━━ Extracted entries ━━
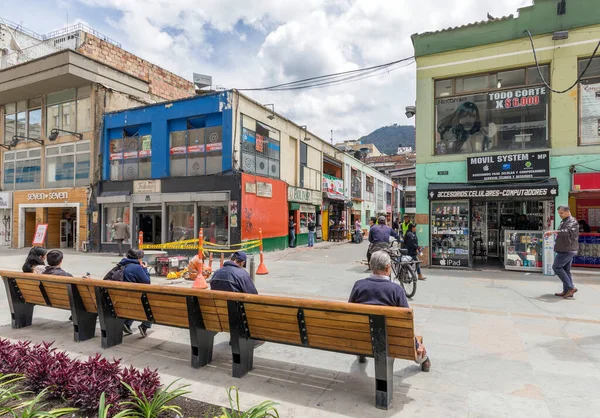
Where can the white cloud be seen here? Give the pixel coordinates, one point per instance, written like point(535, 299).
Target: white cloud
point(264, 42)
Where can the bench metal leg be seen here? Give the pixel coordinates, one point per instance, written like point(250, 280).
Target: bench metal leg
point(21, 313)
point(242, 347)
point(202, 341)
point(384, 381)
point(384, 364)
point(84, 323)
point(111, 327)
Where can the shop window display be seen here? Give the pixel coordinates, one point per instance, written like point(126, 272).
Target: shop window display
point(450, 233)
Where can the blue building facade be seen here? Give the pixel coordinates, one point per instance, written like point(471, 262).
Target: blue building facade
point(167, 170)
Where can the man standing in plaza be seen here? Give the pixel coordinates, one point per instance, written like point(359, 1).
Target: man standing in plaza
point(566, 246)
point(379, 237)
point(121, 233)
point(292, 230)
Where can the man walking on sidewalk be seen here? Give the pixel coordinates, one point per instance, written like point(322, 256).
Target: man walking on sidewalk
point(565, 247)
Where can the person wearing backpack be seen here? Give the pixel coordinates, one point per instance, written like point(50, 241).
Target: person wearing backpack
point(132, 269)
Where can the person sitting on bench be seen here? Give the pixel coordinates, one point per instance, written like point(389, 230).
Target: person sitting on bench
point(378, 289)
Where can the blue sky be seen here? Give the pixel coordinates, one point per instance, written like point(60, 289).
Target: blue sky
point(264, 42)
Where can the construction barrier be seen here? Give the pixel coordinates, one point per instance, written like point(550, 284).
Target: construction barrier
point(202, 246)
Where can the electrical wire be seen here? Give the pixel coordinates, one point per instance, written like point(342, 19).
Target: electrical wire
point(343, 81)
point(329, 78)
point(540, 71)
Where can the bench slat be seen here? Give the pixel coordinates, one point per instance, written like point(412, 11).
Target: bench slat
point(291, 319)
point(275, 335)
point(325, 323)
point(402, 352)
point(399, 323)
point(253, 307)
point(285, 326)
point(336, 316)
point(359, 347)
point(338, 333)
point(400, 332)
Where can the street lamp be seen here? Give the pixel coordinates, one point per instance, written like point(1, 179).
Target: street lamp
point(272, 115)
point(54, 134)
point(17, 138)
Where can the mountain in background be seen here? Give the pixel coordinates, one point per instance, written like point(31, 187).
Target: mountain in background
point(388, 138)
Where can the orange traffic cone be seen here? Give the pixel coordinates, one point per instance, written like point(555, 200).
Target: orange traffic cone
point(262, 269)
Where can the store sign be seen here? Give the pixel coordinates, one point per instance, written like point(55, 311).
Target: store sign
point(307, 209)
point(542, 191)
point(333, 186)
point(146, 186)
point(510, 99)
point(296, 194)
point(586, 181)
point(450, 262)
point(589, 123)
point(264, 189)
point(48, 196)
point(5, 200)
point(520, 166)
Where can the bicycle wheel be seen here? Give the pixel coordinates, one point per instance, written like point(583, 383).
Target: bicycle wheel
point(408, 280)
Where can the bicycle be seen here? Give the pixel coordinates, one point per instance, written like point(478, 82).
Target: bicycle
point(404, 270)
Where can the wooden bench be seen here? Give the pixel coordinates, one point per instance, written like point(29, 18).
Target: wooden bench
point(382, 332)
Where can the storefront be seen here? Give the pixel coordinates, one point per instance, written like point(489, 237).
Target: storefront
point(5, 219)
point(170, 210)
point(584, 201)
point(64, 210)
point(304, 205)
point(497, 219)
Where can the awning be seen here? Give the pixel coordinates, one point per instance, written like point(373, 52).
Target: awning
point(333, 196)
point(547, 189)
point(121, 196)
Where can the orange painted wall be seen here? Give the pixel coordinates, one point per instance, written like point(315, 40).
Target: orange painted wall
point(270, 214)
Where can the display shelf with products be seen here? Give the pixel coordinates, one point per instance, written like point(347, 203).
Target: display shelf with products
point(450, 234)
point(523, 250)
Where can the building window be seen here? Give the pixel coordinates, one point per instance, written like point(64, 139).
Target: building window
point(589, 103)
point(197, 151)
point(23, 118)
point(507, 110)
point(356, 184)
point(68, 165)
point(370, 189)
point(111, 214)
point(69, 110)
point(260, 148)
point(22, 169)
point(130, 158)
point(181, 222)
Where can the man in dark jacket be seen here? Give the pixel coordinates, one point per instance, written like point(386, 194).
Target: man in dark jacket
point(233, 277)
point(411, 243)
point(566, 246)
point(135, 270)
point(378, 289)
point(54, 259)
point(379, 237)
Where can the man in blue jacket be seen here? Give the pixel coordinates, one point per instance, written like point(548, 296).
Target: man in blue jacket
point(135, 270)
point(233, 277)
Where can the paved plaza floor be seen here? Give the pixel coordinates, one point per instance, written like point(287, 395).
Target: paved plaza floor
point(501, 344)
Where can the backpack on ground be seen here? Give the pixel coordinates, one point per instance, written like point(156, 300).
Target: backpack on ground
point(115, 274)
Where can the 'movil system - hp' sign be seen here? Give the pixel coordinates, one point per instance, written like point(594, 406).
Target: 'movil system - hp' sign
point(519, 166)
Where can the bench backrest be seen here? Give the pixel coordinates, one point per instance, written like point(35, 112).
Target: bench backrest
point(334, 326)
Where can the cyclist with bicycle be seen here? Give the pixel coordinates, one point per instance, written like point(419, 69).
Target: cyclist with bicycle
point(379, 237)
point(411, 243)
point(378, 289)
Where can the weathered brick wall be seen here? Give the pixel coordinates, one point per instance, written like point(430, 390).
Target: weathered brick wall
point(163, 83)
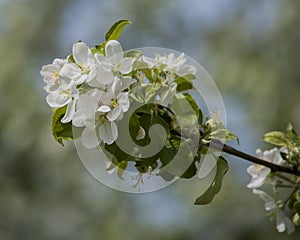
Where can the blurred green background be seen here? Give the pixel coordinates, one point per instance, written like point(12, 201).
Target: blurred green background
point(250, 48)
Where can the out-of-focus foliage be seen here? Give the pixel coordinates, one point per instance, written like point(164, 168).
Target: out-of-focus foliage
point(250, 48)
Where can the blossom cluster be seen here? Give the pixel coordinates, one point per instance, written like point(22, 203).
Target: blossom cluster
point(95, 87)
point(261, 175)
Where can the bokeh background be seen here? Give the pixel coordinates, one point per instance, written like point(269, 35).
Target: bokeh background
point(250, 48)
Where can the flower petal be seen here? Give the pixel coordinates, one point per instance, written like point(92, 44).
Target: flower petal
point(104, 109)
point(126, 65)
point(114, 114)
point(57, 100)
point(71, 70)
point(89, 137)
point(69, 113)
point(113, 48)
point(108, 132)
point(80, 53)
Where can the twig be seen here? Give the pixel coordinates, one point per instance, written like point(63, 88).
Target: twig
point(232, 151)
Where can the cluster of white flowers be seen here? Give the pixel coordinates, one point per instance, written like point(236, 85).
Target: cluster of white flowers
point(95, 88)
point(259, 177)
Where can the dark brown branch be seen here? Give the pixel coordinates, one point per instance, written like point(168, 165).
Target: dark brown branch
point(232, 151)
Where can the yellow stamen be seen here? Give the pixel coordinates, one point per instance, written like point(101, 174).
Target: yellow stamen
point(113, 103)
point(56, 74)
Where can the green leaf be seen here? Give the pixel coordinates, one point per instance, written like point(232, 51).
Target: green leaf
point(277, 138)
point(61, 131)
point(116, 29)
point(296, 207)
point(190, 172)
point(194, 105)
point(223, 135)
point(183, 83)
point(215, 187)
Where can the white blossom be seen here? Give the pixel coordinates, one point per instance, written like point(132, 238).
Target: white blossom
point(170, 63)
point(83, 70)
point(283, 223)
point(114, 101)
point(66, 94)
point(50, 72)
point(111, 65)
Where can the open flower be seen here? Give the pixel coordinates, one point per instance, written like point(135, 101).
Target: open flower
point(50, 72)
point(283, 223)
point(258, 172)
point(66, 94)
point(83, 70)
point(114, 101)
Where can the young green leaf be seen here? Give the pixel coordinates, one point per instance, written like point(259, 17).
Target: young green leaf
point(277, 138)
point(61, 131)
point(224, 135)
point(116, 29)
point(215, 187)
point(184, 82)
━━━
> Requirement: Above are the records; reproduce them exactly and leave out the pictures.

> Written solution:
Where can the white cloud be seen here? Give the pixel coordinates, one point per instance, written like point(535, 299).
Target: white cloud
point(264, 42)
Where can the bench metal leg be seen here? Give the pixel coordinates, one point per instance, written like point(250, 280).
Target: bench metal leg
point(21, 313)
point(242, 347)
point(202, 341)
point(384, 381)
point(384, 364)
point(84, 323)
point(111, 327)
Where can the shop window display be seen here? Give the pixel coordinates, one point per instance, written like point(126, 272).
Target: shop window display
point(450, 233)
Where can the blue building facade be seen here? Give the pixel coordinates, one point per instance, written like point(471, 262).
Target: blue building facade
point(167, 170)
Where can the man standing in plaza be seen here? Give the pixel coordinates, one point per instance, written like point(359, 1).
Target: man standing in plaza
point(566, 246)
point(379, 237)
point(121, 233)
point(292, 230)
Where can the man walking on sidewalk be seen here? Give the pixel coordinates, one point per instance, written like point(322, 256).
Target: man walking on sidewalk
point(565, 247)
Where can the person wearing backpack be seen here? Give the pixel coordinates, one point per instance, written like point(50, 241).
Target: person wearing backpack
point(132, 269)
Where can the person sitting on bench be seen here? Give the pixel coordinates, one point per instance, written like point(389, 230).
Target: person sitting on bench
point(378, 289)
Where can the blue sky be seen here? Give the pixel coordinates, one point per instance, written like point(60, 289).
Target: blue sky
point(264, 42)
Where can the construction barrier be seen here? Give the pixel coordinates, one point per instance, written like point(550, 284).
Target: construction barrier
point(202, 246)
Where can the electrical wire be seen here? Give the pixel coordinates, one point per instance, written like point(342, 19).
Target: electrical wire
point(343, 81)
point(329, 78)
point(540, 71)
Where can the bench slat be seen here? Give the pixel coordinates, one point per instance, written like point(412, 11).
Target: bench slat
point(291, 319)
point(275, 335)
point(325, 323)
point(402, 352)
point(399, 323)
point(253, 307)
point(285, 326)
point(336, 316)
point(359, 347)
point(338, 333)
point(400, 332)
Where can the street lamp be seen here? Give the pixel coordinates, one point per instance, written like point(1, 179).
Target: street lamp
point(272, 115)
point(54, 134)
point(17, 138)
Where can the mountain in background be seen here? Give the pixel coordinates, one point per instance, written like point(31, 187).
Target: mountain in background
point(388, 138)
Where can the orange traffic cone be seen here? Give the pixel coordinates, one point per instance, written like point(555, 200).
Target: orange traffic cone
point(262, 269)
Where can the store sign be seen here? Give the pixel coordinates, one point per instance, written like point(55, 311).
Target: store sign
point(307, 209)
point(542, 191)
point(333, 186)
point(146, 186)
point(510, 99)
point(296, 194)
point(586, 181)
point(450, 262)
point(589, 123)
point(264, 189)
point(48, 196)
point(5, 200)
point(520, 166)
Where can the bicycle wheel be seen here? Give the pixel coordinates, one point per instance, written like point(583, 383).
Target: bicycle wheel
point(408, 280)
Where can the bicycle be seen here? Give the pixel coordinates, one point per instance, written like point(478, 82).
Target: bicycle
point(404, 270)
Where can the wooden bench be seen here? Give the pixel coordinates, one point per instance, written like point(29, 18).
Target: wooden bench
point(382, 332)
Where can the storefront be seen here? Give the pixel coordinates, one point per instance, written like point(489, 237).
Target: storefront
point(5, 219)
point(170, 210)
point(584, 201)
point(64, 210)
point(304, 205)
point(497, 219)
Where can the awning be seen here? Give the pixel coordinates, one point per instance, written like point(373, 52).
Target: awning
point(333, 196)
point(547, 189)
point(121, 196)
Where can the orange painted wall be seen here? Give the pixel coordinates, one point per instance, written like point(315, 40).
Target: orange painted wall
point(270, 214)
Where can the display shelf with products be seen here? Give the pixel coordinates, one point per instance, written like point(347, 203).
Target: display shelf with products
point(450, 234)
point(523, 250)
Where can the building window be seen here? Give the pixel coordinates, one point per instance, written like point(64, 139).
Target: building window
point(589, 103)
point(197, 151)
point(23, 118)
point(507, 110)
point(356, 184)
point(68, 165)
point(370, 189)
point(111, 214)
point(69, 110)
point(260, 148)
point(22, 169)
point(130, 158)
point(181, 222)
Where can the man in dark jacket be seen here? Give the pixel coordinates, one point per instance, written like point(386, 194).
Target: man in dark jacket
point(233, 277)
point(411, 243)
point(566, 246)
point(135, 270)
point(378, 289)
point(54, 259)
point(379, 237)
Where can the man in blue jacket be seen here? Give the pixel coordinates, one point per instance, written like point(548, 296).
Target: man in blue jacket
point(135, 270)
point(233, 277)
Where can the paved plaza floor be seen here? Give the pixel coordinates, one point per instance, written like point(287, 395).
Target: paved plaza floor
point(501, 344)
Where can the backpack on ground be seen here? Give the pixel coordinates, one point per instance, written like point(156, 300).
Target: backpack on ground
point(115, 274)
Where can the 'movil system - hp' sign be seen here? Give the pixel coordinates, one point per instance, written like point(594, 406).
Target: 'movil system - hp' sign
point(519, 166)
Where can the bench backrest be seen here? Give the pixel coordinates, one point per instance, written like point(35, 112).
Target: bench backrest
point(334, 326)
Where can the cyclist with bicycle be seen here? Give the pixel coordinates, one point per instance, written like point(419, 69).
Target: cyclist with bicycle
point(379, 237)
point(411, 243)
point(378, 289)
Where can the weathered brick wall be seen here? Give the pixel coordinates, one point per instance, written like point(430, 390).
Target: weathered brick wall
point(163, 83)
Where can the blurred green background be seen here? Give the pixel coordinates, one point per instance, written like point(12, 201).
Target: blurred green background
point(250, 48)
Where can the out-of-focus foliage be seen here? Give the pixel coordinates, one point per instance, written like point(164, 168).
Target: out-of-focus foliage
point(250, 48)
Where can the blossom cluster be seen here? Give the pixel coordinates, one point per instance, written like point(22, 203).
Target: blossom cluster
point(95, 87)
point(261, 175)
Where can the bokeh background be seen here? Give the pixel coordinates, one point per instance, written like point(269, 35).
Target: bokeh background
point(250, 48)
Where can the flower petal be seen here? Give the pixel coordinates, one point per instance, written like point(92, 44).
Target: flower petal
point(104, 109)
point(126, 65)
point(114, 114)
point(57, 100)
point(71, 70)
point(89, 137)
point(69, 113)
point(113, 48)
point(108, 132)
point(80, 53)
Where can the twig be seen here? Give the pixel coordinates, one point per instance, written like point(63, 88).
Target: twig
point(232, 151)
Where can the cluster of white flowers be seen here? Give the pixel coordinates, one point per instance, written like point(236, 85).
Target: cluster of white flowers
point(95, 88)
point(259, 177)
Where can the dark brown branch be seen here? Give the pixel coordinates, one point per instance, written like point(168, 165).
Target: dark brown branch
point(232, 151)
Where can the yellow stamen be seen here? Give the pixel coordinates, one point per instance, written like point(101, 174).
Target: yellow stamen
point(113, 103)
point(56, 74)
Where can the green leaf be seen here? Give the pixel coordinates, one point per instance, written like point(232, 51).
Target: green leaf
point(277, 138)
point(61, 131)
point(116, 29)
point(296, 207)
point(190, 172)
point(194, 105)
point(223, 135)
point(183, 83)
point(215, 187)
Where can the white blossom be seen here? Give the pixel coordinates, one point per instance, written like point(132, 238).
Target: white blossom
point(170, 63)
point(83, 70)
point(283, 223)
point(114, 101)
point(66, 94)
point(50, 72)
point(111, 65)
Where can the open flower be seen here? Give the pixel coordinates, one point per instance, written like point(135, 101).
Target: open flower
point(50, 72)
point(283, 223)
point(258, 172)
point(66, 94)
point(83, 70)
point(114, 101)
Where can the young green leaf be seen here? Give the pixel coordinates, one point per instance, written like point(259, 17).
Target: young green leaf
point(277, 138)
point(61, 131)
point(224, 135)
point(116, 29)
point(215, 187)
point(184, 82)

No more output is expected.